TASK DETAILS: Copy out every record precisely.

EXTRACTED ENTRIES:
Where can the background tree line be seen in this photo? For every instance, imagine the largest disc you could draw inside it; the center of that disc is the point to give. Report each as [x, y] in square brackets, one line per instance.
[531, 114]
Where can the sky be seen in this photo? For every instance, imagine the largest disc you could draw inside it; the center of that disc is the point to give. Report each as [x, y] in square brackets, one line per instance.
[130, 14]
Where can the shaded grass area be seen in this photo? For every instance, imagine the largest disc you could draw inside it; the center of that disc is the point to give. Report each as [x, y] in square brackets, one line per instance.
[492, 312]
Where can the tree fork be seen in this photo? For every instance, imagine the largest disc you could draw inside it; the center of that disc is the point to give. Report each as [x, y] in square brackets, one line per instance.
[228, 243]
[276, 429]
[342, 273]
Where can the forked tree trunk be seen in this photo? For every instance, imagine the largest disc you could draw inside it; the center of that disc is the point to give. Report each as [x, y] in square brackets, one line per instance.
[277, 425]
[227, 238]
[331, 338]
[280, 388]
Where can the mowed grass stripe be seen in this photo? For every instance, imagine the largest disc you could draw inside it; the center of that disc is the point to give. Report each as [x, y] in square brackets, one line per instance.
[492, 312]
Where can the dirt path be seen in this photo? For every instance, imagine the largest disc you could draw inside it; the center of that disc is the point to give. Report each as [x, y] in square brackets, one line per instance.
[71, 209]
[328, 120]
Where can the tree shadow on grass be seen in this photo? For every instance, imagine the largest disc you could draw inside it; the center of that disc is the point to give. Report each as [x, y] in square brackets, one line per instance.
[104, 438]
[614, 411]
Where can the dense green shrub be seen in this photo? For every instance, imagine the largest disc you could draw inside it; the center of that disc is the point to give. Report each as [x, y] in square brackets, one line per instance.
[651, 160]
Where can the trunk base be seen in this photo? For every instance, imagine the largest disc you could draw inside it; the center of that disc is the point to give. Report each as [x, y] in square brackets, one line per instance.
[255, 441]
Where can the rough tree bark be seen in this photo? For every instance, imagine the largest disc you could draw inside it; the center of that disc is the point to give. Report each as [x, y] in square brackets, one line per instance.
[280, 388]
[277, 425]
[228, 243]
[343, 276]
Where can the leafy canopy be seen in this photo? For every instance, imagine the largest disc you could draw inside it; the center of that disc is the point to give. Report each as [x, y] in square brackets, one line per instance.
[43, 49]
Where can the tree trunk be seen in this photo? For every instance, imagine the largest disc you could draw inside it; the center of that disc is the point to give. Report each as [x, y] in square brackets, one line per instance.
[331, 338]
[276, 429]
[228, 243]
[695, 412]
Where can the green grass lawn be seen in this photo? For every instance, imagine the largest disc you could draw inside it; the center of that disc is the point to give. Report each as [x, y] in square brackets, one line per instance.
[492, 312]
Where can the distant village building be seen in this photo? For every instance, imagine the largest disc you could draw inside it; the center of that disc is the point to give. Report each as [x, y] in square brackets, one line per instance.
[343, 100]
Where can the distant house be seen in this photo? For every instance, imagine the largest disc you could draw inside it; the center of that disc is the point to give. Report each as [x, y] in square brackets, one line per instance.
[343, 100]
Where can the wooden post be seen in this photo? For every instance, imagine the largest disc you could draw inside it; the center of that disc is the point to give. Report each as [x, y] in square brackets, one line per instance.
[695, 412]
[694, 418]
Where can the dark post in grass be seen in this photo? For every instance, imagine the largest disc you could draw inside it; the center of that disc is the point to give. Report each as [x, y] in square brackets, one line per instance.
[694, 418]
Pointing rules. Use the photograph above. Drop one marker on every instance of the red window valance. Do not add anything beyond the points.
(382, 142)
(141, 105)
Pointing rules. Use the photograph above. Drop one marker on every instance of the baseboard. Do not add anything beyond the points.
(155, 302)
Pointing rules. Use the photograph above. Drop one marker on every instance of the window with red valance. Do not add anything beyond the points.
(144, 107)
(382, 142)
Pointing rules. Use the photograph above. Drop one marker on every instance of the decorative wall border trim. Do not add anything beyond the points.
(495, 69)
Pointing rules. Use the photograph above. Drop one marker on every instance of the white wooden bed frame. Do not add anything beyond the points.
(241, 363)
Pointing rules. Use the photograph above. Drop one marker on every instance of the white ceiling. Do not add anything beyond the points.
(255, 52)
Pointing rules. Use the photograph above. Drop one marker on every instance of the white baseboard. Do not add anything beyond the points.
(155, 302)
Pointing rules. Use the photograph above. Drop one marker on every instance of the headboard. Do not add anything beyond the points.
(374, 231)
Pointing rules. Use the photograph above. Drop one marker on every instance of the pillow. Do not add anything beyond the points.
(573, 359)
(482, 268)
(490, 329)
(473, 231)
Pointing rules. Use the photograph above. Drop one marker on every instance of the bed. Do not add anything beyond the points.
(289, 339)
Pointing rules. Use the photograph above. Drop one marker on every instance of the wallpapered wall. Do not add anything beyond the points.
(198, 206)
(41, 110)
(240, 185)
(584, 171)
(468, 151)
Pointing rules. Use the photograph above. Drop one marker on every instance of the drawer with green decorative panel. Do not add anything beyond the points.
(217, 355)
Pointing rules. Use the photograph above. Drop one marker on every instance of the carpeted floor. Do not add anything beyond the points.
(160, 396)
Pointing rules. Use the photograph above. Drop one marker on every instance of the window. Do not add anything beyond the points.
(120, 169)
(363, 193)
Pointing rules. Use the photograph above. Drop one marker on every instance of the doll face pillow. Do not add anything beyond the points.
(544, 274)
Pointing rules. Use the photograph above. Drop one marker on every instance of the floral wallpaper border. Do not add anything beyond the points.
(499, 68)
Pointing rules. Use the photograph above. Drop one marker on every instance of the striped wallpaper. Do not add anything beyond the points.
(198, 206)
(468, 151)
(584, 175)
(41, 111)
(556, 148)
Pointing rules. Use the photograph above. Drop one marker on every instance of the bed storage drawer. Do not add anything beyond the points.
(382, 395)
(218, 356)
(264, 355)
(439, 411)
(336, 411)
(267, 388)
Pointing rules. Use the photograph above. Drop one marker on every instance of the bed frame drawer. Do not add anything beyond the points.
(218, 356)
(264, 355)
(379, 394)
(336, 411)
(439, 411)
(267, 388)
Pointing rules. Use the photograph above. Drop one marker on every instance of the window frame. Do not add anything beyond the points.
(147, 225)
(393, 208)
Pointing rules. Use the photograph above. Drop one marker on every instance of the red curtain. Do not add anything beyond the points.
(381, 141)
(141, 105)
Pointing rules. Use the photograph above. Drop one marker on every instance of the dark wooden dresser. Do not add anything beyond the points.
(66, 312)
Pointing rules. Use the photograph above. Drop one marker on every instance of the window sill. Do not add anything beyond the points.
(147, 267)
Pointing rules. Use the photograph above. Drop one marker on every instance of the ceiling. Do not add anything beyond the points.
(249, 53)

EXERCISE ANSWER:
Where can the background tree line be seen in this photo? For every instance, imagine the largest disc you could draw inside it; the center of that disc is the point to give. Report each as [x, y] in square brackets, one line per instance.
[531, 114]
Where can the sky be seen in this photo? For every instance, imagine the largest disc you could draw inside it; the center of that disc is the point to give. Report each as [x, y] in square brackets, one line per instance.
[130, 14]
Where can the shaded grass area be seen in this photo? For every instance, imagine the largest disc you could draw inside it; the center of that disc is the point to give. Report each as [x, y] in square brackets, one line per instance.
[492, 312]
Where can the tree fork be seen in this photo? For every instance, imagine the largest disc you could draw inside it; the center of that disc is the point to give. Report each as [x, y] in square brackets, one line per instance.
[228, 243]
[276, 429]
[342, 273]
Where can the forked tree trunk be seen in this photo? For every instance, imagine the largest disc you could draw inside it; the center of that disc is the point to give. Report each as [x, y] in square brackets, one line per instance.
[277, 425]
[227, 238]
[331, 338]
[280, 388]
Where can the mowed grass stripe be seen in this photo? For every instance, imagine the largest disc you could draw inside it; the center of that disc is the point to give. Report each as [x, y] in square brackets, one line per instance.
[492, 312]
Where can the dirt path be seen in this photo? For every instance, imagine the largest disc you could draw inside it; the center of that disc is the point to give. Report each as [x, y] in square brackets, one line per instance.
[71, 209]
[328, 120]
Where can the tree shadow on grass be seen in this photo? For every instance, imagine the largest disc you could draw inside it; the center of that disc is the point to give. Report each as [x, y] in square brackets, one line per instance.
[104, 438]
[614, 411]
Where can the dense green shrub be seen in this photo? For every instance, imagine the largest disc you could draw inside it; the center of that disc is the point to give. Report each as [x, y] in square brackets, one line per instance.
[651, 160]
Where can the trunk base be seen in this photo? For every instance, imagine the largest disc you could draw inside it; the center of that disc is the point to give. Report each as [x, y] in square brackets, one line per instance.
[255, 441]
Where can the rough tree bark be seen in this photo? For every instance, imagine the largest disc you could draw inside it; the center of that disc is the point to give. Report each as [x, y] in square brackets, one line per instance.
[280, 388]
[277, 425]
[228, 243]
[343, 276]
Where can the leafy canopy be seen in this photo? For every instance, imagine the largest disc you could draw inside it; the center of that disc is the point to give. Report each as [x, y] in square brackets, one line per instance.
[43, 49]
Where can the tree trunk be seen in this photo? For every instance, imagine the largest disc you could draw inside it; the center of that disc is the point to give. Report each as [x, y] in square brackets, one line per instance.
[331, 338]
[276, 429]
[228, 243]
[695, 412]
Where can the green grass lawn be seen in this photo? For every instance, imagine the largest disc you could draw inside it; the center of that disc is the point to give. Report each as [x, y] in square brackets, one line per instance.
[492, 312]
Where can the distant village building be seen in this photo? For every instance, imagine the largest disc you could draw inside it; the center of that disc is the point to give. Report each as [x, y] in square brackets, one line per instance.
[343, 100]
Where can the distant house be seen in this photo? For every instance, imagine the largest disc you could draw inside it; the center of that disc is the point to give. Report each as [x, y] in square brackets, one line per instance.
[343, 100]
Where can the wooden post be seen in this photo? For every instance, imagine the largest disc you could draw inside it; the center of that disc is the point to give. Report each as [x, y] in square brackets, one line per instance.
[695, 412]
[694, 418]
Where can the dark post in grass be seen in this photo? For every instance, imagine the largest disc you could draw inside it; the center of that disc is the point to give. Report each as [x, y] in square brackets, one line per instance.
[694, 418]
Pointing rules. Use the photograph above. Drop one marker on every instance of the red window valance. Do not add anything beyond the points.
(382, 142)
(141, 105)
Pointing rules. Use the photograph above. Drop one marker on every instance of the baseboard. Do not add anything beyond the points.
(155, 302)
Pointing rules. Use the photograph above. Drop one marker on every instance of the window with red valance. Do not add anything beyond the points.
(144, 107)
(382, 142)
Pointing rules. Use the photograph above. Drop one marker on every instance of the decorative wall border trim. Do not add anything beyond the points.
(495, 69)
Pointing rules. Use the photograph above. Drop one marker on every instance of the white wooden bed frame. Do not add anything beyond the points.
(241, 363)
Pointing rules. Use the photograph above. Drop one marker on every instance of the white ceiling. Do not add anything beyond the points.
(255, 52)
Pointing rules. Use the photograph above. Drop one marker on every instance of the white baseboard. Do not add anything beyond the points.
(155, 302)
Pointing rules. Use the photograph above. Drop one marker on every instance of the headboard. Do not add anything beyond the points.
(374, 231)
Pointing rules. Use the photograph above. Drop one marker on every instance of the pillow. Do not add anything beyond the points.
(573, 359)
(482, 268)
(490, 329)
(473, 231)
Pointing rules. Use the photograph above. Drop one marker on every instance of the bed. Do not add anything beyond the points.
(289, 339)
Pointing rules. Use the photograph above. Drop one marker on every instance of the wallpapered wall. Do not add anything beyond the points.
(198, 206)
(41, 110)
(240, 185)
(584, 171)
(468, 151)
Pointing rules. Use the photograph above. Drop one marker on every instance of the drawer with green decorative panel. Do not add anything beyond the points.
(217, 355)
Pointing rules. Use the photograph above. Drop one marker on every instance of the carpeted floor. Do not add anything beyond the points.
(160, 396)
Pointing rules. Use the photograph above. Drop one marker on every instance of the window. Do not add anything beyond the points.
(120, 169)
(363, 193)
Pointing rules. Use the photograph above. Drop one marker on every instance of the doll face pillow. Do not add anything beyond the points.
(544, 274)
Pointing rules. Use the photograph above. Drop one marker on every instance of the floral wallpaper border. Do not add anything beyond the points.
(499, 68)
Pointing rules. Use the photograph above. Drop one marker on every instance of the striped wallpaper. Do not add anything beyond the points.
(198, 206)
(468, 151)
(584, 175)
(41, 111)
(556, 148)
Pointing rules. Use the photograph above. Drop one marker on every instance of the bed storage drawer. Do not add anything beyond the points.
(382, 395)
(218, 356)
(264, 355)
(439, 411)
(336, 411)
(267, 388)
Pointing rules. Use the photograph above. Drop one marker on every instance of the bed frame drawer. Do not add anything beyond the points.
(218, 356)
(264, 355)
(379, 394)
(336, 411)
(439, 411)
(267, 388)
Pointing rules. Use the photograph above. Drop one marker on every instance of the window frame. Do not add anything beyond the points.
(147, 225)
(393, 208)
Pointing rules. Use the photograph above. Drop one marker on every instance of the red curtain. Do not add anything beyond the points.
(381, 141)
(141, 105)
Pointing rules. Use the photograph above. Drop one marker on every instance of the dark wooden dresser. Do not add anything beyond the points.
(66, 312)
Pointing rules. Use the photograph above. Drop one marker on every instance of the window sill. Do not add anything beyond the points.
(147, 267)
Pointing rules. Use the photograph above. Drop one marker on every instance of the ceiling. Do not add anything beyond the points.
(249, 53)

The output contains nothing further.